**KUTIPAN PILIHAN**

Live KAWACA TV
Tonton
wb_sunny

Buku: kuberi kau nama: tuan. bukan fulan karya Indra Intisa

Buku: kuberi kau nama: tuan. bukan fulan karya Indra Intisa



kuberi kau nama: tuan. bukan fulan
Seikat sajak: Indra Intisa
Kata Pengantar: Roja Murtadho (Baca: Hermeneutika Ruang dan Waktu)
Penerbit: TareSI Publisher
Cetakan Pertama: April 2018
ISBN 978-602-50225-8-6
Harga: Rp 50.000,-
Pemesenan: TareSI Publisher

----------------

Suatu Pagi (Pagi Ini)

/1/
gerimis di pagi ini
dan anak-anak burung
mengibas-ngibas bulunya
dan ranting bergoyang
—basah
—ujung-ujungnya lapuk.

/2/
lampu di ujung jalan
mengerjap: mati-hidup
tiangnya basah, sebasah lampu
yang masih mengerjap.

/3/
di sebuah gubuk tua
berdiri istana mewah
kaca-kacanya bening
seperti mutiara. memantulkan
wajah gubuk; anak-anak burung
dan lampu masih
mengerjap.

/4/
hari masih gerimis

2015

---------------------
PRAKATA


Alhamdulillah, akhirnya buku kuberi kau nama: tuan bukan fulan terbit juga. Saya sadar, buku ini tidak akan pernah terbit jika bukan karena Allah Swt., sebagai Maha Pencipta segala sesuatu yang ada di dunia ini, termasuk ide-ide dan pikiran yang seterusnya menjelma menjadi puisi-puisi. Buku ini lahir dan terbit banyak didukung oleh kawan-kawan, seperti Bude Roja Murtadho yang memberikan banyak masukan dan kritik, kemudian kawan-kawan seperti: Shiny, Mang Ted, Dang Rajo dan juga dua sodara muda saya, Esha (si Penyair Merdu), Cak Zhavier (Penyair Sepunuk yang bercita-cita menjadi ketua NU). Senior saya Norham Abdul Wahab, Abinya Umar Abdurrahman, dsb.,  tentu saja juga kawan-kawan lain yang tidak tersebut satu persatu, baik dalam dunia nyata maupun maya. Sebelum itu, dukungan terbesar telah didapat dari keluarga (ayah, ibu, adik) dan istri tercantik. Mereka memberikan dukungan dan masukan yang tak henti-henti kepada saya. Anak-anak adalah bentuk dukungan semangat yang lain dalam menulis buku ini. Terima kasih juga kepada penerbit yang telah bersedia menerbitkan buku sederhana ini.

**RINCIAN TUGAS**
(a) Tuliskan kembali bagian kutipan mulai dari "Live KAWACA TV" sampai dengan "Ruang dan Waktu)" tanpa perubahan apa pun.
(b) Menurut prakata dalam kutipan, mengapa buku tersebut dinyatakan tidak akan pernah terbit jika bukan karena Allah Swt.? Jelaskan dalam satu hingga tiga kalimat.
Item di bawah ini merupakan bahan tersendiri yang terpisah dari kutipan.

**CUPLIKAN DATA**

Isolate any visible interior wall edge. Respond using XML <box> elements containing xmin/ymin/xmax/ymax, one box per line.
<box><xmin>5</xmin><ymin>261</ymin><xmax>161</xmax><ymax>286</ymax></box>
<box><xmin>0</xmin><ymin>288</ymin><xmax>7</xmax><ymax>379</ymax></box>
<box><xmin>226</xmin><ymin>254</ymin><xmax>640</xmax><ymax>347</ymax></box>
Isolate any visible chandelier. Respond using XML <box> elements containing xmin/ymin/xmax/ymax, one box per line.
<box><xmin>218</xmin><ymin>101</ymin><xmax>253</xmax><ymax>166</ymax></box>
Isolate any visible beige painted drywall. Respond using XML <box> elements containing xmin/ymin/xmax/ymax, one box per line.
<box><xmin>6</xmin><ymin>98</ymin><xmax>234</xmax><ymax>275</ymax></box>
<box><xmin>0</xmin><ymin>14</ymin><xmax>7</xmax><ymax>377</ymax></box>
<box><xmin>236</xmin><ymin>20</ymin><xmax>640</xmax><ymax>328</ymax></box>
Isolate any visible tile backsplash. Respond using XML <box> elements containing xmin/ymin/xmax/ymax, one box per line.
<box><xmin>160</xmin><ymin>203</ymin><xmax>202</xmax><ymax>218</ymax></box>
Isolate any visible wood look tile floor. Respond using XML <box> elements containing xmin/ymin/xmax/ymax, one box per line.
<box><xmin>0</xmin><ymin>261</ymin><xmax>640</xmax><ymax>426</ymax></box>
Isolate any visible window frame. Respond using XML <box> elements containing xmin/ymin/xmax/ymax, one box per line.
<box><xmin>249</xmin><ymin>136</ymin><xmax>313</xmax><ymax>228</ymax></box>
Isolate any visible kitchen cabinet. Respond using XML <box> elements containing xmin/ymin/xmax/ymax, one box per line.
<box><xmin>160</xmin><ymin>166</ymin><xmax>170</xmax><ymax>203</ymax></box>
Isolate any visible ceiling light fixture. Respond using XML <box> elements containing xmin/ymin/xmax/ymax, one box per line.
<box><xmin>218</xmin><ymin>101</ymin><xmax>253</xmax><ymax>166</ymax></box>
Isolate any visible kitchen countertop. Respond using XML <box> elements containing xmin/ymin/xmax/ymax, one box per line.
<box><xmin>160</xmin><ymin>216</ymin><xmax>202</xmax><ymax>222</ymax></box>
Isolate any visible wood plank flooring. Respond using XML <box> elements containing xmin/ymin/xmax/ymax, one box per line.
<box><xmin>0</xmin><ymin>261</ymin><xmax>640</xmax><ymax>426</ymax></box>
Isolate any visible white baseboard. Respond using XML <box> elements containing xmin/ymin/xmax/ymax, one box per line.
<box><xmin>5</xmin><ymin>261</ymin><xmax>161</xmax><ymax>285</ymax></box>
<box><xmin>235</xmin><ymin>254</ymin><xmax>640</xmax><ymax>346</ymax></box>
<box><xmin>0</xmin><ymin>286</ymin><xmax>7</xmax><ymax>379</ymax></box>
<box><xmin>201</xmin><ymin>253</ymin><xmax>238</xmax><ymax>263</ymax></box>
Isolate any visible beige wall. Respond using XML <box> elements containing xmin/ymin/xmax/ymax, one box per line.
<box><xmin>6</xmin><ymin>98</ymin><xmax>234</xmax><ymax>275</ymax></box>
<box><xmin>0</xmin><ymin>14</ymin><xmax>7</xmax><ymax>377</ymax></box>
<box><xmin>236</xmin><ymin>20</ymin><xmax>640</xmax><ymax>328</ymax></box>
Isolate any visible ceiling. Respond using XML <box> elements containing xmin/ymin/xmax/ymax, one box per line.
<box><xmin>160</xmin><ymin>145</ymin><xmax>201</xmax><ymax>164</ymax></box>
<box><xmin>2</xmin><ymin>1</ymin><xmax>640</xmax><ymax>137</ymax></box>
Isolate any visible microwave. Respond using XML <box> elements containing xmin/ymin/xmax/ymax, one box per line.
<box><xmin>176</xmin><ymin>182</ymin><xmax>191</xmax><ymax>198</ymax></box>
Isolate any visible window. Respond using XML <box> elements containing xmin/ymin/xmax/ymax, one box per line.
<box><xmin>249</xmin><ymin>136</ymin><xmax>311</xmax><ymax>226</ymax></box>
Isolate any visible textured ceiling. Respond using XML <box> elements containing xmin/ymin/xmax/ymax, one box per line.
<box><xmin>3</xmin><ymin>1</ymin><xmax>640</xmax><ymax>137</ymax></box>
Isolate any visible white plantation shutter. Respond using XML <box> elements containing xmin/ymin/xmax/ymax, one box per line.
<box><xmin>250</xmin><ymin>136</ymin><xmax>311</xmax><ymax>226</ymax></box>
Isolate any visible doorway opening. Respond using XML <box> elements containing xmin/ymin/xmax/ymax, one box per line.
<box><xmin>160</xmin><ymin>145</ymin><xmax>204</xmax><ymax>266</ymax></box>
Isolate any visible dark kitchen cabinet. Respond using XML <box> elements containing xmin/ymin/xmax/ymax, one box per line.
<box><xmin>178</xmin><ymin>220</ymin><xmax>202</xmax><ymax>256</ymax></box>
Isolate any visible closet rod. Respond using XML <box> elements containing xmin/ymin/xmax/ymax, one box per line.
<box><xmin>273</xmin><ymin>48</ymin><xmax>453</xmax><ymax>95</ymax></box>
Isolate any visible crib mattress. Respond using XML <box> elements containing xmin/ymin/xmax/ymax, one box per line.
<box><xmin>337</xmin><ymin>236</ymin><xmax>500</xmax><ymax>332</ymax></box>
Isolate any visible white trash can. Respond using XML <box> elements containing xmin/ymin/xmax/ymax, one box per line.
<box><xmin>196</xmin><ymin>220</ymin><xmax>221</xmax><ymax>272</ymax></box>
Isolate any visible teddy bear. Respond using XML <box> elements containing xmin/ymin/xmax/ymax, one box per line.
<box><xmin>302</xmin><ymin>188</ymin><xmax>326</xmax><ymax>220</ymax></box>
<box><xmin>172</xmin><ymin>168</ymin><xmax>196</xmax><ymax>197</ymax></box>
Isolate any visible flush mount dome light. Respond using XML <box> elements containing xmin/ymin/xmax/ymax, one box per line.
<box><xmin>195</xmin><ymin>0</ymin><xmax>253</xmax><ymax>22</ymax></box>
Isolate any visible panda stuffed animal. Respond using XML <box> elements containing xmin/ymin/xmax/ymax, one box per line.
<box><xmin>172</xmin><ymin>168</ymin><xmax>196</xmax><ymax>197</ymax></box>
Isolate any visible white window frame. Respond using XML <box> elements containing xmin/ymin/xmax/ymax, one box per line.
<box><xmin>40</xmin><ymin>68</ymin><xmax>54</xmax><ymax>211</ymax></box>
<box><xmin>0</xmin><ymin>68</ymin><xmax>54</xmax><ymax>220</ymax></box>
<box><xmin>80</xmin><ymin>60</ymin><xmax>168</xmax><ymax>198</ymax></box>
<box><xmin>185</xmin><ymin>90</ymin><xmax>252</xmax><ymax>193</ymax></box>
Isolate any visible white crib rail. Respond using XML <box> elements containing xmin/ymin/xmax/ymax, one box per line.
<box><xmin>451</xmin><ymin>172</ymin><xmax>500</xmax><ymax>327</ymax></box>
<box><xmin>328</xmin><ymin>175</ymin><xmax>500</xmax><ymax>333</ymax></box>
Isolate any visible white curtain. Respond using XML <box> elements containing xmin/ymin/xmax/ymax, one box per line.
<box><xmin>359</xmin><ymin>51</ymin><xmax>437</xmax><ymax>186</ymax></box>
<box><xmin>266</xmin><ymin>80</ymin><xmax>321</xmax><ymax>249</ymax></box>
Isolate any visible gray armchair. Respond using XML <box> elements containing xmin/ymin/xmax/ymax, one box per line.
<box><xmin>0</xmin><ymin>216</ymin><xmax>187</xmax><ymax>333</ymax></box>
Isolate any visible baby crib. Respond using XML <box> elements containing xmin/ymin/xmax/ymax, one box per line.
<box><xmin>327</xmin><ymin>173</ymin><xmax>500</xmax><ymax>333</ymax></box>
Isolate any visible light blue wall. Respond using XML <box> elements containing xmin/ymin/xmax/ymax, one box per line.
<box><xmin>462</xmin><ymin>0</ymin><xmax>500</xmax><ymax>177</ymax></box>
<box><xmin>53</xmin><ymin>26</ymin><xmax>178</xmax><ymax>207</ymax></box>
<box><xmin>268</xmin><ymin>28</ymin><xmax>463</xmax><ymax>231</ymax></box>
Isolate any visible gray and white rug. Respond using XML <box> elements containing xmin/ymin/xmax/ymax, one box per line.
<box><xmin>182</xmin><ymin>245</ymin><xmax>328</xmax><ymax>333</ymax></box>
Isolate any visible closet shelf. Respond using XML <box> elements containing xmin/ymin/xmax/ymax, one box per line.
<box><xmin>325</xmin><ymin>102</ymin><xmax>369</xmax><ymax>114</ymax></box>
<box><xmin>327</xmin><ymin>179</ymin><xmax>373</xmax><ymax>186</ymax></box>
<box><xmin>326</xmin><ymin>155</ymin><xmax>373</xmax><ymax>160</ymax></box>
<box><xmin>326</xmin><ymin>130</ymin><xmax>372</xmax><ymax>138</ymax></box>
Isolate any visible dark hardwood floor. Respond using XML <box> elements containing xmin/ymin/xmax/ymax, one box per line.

**JAWABAN SETIAP TUGAS**
(a)
Live KAWACA TV
Tonton
wb_sunny

Buku: kuberi kau nama: tuan. bukan fulan karya Indra Intisa

Buku: kuberi kau nama: tuan. bukan fulan karya Indra Intisa



kuberi kau nama: tuan. bukan fulan
Seikat sajak: Indra Intisa
Kata Pengantar: Roja Murtadho (Baca: Hermeneutika Ruang dan Waktu)

(b) Allah Swt. disebut sebagai Maha Pencipta segala sesuatu yang ada di dunia ini. Ciptaan itu mencakup pula ide-ide dan pikiran yang kemudian menjelma menjadi puisi-puisi dalam buku tersebut.